▶ Work to be completed:
Extract every line of the records below verbatim, omitting the pictures.

▶ Listed entries:
begin

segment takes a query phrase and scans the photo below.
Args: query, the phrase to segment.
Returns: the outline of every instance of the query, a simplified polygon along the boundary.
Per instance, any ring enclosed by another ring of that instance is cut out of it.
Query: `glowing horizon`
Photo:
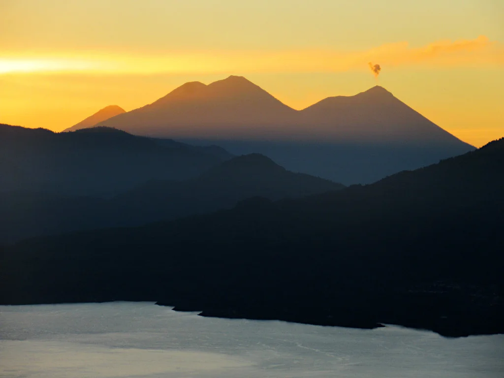
[[[7,0],[0,122],[58,131],[237,75],[298,109],[379,84],[479,147],[504,136],[504,6],[488,1]]]

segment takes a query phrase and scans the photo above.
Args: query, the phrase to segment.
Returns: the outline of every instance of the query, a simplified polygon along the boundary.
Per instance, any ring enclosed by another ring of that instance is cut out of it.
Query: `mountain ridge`
[[[504,139],[370,185],[22,241],[0,253],[0,302],[502,333],[503,167]]]
[[[106,120],[112,117],[125,112],[126,111],[120,106],[116,105],[109,105],[100,109],[94,114],[90,115],[78,123],[65,129],[63,131],[65,132],[75,131],[81,129],[92,128],[102,121]]]

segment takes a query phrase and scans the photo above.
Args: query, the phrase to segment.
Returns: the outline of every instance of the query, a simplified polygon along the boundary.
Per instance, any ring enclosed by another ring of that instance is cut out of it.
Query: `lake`
[[[504,335],[203,318],[147,302],[0,306],[0,375],[504,376]]]

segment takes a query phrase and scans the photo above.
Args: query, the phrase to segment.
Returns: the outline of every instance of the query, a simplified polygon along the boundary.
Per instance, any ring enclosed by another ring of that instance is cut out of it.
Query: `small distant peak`
[[[122,130],[119,130],[118,129],[115,129],[115,128],[110,128],[107,126],[93,126],[91,128],[86,128],[86,129],[80,129],[78,130],[76,130],[74,132],[76,134],[121,134],[121,135],[130,135],[129,133],[127,133],[125,131],[123,131]]]
[[[236,208],[242,211],[259,212],[261,210],[272,209],[275,204],[271,200],[256,196],[254,197],[246,198],[238,201],[236,203]]]
[[[191,81],[176,88],[167,95],[153,103],[161,104],[172,100],[193,99],[203,95],[207,86],[199,81]]]
[[[231,75],[222,80],[214,81],[209,84],[209,88],[224,91],[247,91],[260,89],[259,86],[243,76]]]
[[[489,142],[478,149],[485,152],[499,152],[504,153],[504,138]]]
[[[267,165],[277,165],[277,163],[272,160],[268,156],[262,154],[255,153],[247,155],[242,155],[233,158],[230,161],[233,161],[236,164],[254,164]]]
[[[234,75],[231,75],[227,77],[226,79],[224,79],[227,81],[235,81],[235,82],[242,82],[244,83],[251,83],[249,80],[245,79],[243,76],[236,76]],[[223,81],[224,81],[223,80]]]
[[[369,88],[367,91],[364,91],[364,92],[361,92],[361,93],[357,94],[356,96],[362,95],[372,96],[383,96],[385,95],[393,96],[391,92],[389,92],[383,87],[381,87],[379,85],[375,85],[374,87]]]
[[[109,105],[108,106],[105,106],[103,109],[100,109],[99,111],[110,111],[117,114],[126,112],[126,111],[124,109],[117,105]]]

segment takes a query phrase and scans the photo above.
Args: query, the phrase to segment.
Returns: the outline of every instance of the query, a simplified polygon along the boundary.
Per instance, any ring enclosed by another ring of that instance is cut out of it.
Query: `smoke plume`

end

▶ Response to this task:
segment takes a query phrase and scans the photo below.
Args: query, the phrase to segment.
Returns: the outline of every instance of the query, a simplified polygon along the boundary.
Per instance, any ring enclosed by another ring of that instance is cut out of it.
Query: `glowing horizon`
Photo:
[[[7,0],[0,122],[58,131],[237,75],[298,109],[379,84],[479,147],[504,136],[504,6],[488,1]]]

segment takes a query phrase and scans the photo above.
Args: query, the phrase to segment.
Returns: the outline of every instance of the query, a simplified polygon along the boundary.
Per instance, any ring enclosed by another ring of that instance is cut out of it.
Query: `mountain ridge`
[[[504,139],[370,185],[22,241],[0,253],[0,302],[502,333],[503,167]]]
[[[106,120],[112,117],[125,112],[126,111],[120,106],[116,105],[109,105],[100,109],[94,114],[90,115],[78,123],[65,129],[63,131],[65,132],[75,131],[81,129],[92,128],[102,121]]]

segment takes a query phrase and scans the photo above.
Args: query, the phrase to segment.
Returns: the outline of every instance of the query, a simplified polygon along the boundary.
Per instance, any ring enclosed by another ring of that instance is cut out of it.
Query: `lake`
[[[504,335],[203,318],[147,302],[0,306],[0,375],[504,376]]]

segment takes a query phrase and scans the photo above.
Args: query, the phrase to segment.
Returns: the outline of every instance of the query, a simplified polygon along the boundary.
Per instance, any ring enclosed by another ring of that instance is cut out of it.
Query: `small distant peak`
[[[122,130],[119,130],[118,129],[115,129],[115,128],[110,128],[107,126],[93,126],[91,128],[86,128],[86,129],[80,129],[78,130],[76,130],[74,132],[76,134],[121,134],[121,135],[130,135],[129,133],[127,133],[125,131],[123,131]]]
[[[236,208],[242,211],[259,212],[261,210],[272,209],[275,204],[271,200],[256,196],[254,197],[246,198],[238,201],[236,203]]]
[[[191,81],[176,88],[167,95],[153,103],[161,104],[172,100],[193,99],[203,95],[207,86],[199,81]]]
[[[231,75],[222,80],[214,81],[209,84],[209,88],[224,91],[247,91],[260,89],[259,86],[243,76]]]
[[[489,142],[478,149],[485,152],[499,152],[504,153],[504,138]]]
[[[267,165],[277,165],[277,163],[272,160],[268,156],[262,154],[255,153],[247,155],[242,155],[233,158],[230,161],[233,161],[236,164],[254,164]]]
[[[234,75],[231,75],[227,77],[226,79],[224,79],[227,81],[235,81],[235,82],[242,82],[244,83],[251,83],[249,80],[245,79],[243,76],[236,76]],[[223,81],[224,81],[223,80]]]
[[[369,88],[367,91],[364,91],[364,92],[361,92],[361,93],[357,94],[356,96],[362,95],[372,96],[383,96],[385,95],[393,96],[391,92],[389,92],[383,87],[381,87],[379,85],[375,85],[374,87]]]
[[[109,105],[108,106],[105,106],[103,109],[100,109],[99,111],[110,111],[117,114],[126,112],[126,111],[124,109],[117,105]]]

segment takes a query phrase and scans the photo above.
Args: query, the phrase to segment.
Returns: the outline of every instance of the query, a simplified polygon along the boundary.
Per instance, any ring enclosed by another ring of that instance is cut out of it.
Query: `smoke plume`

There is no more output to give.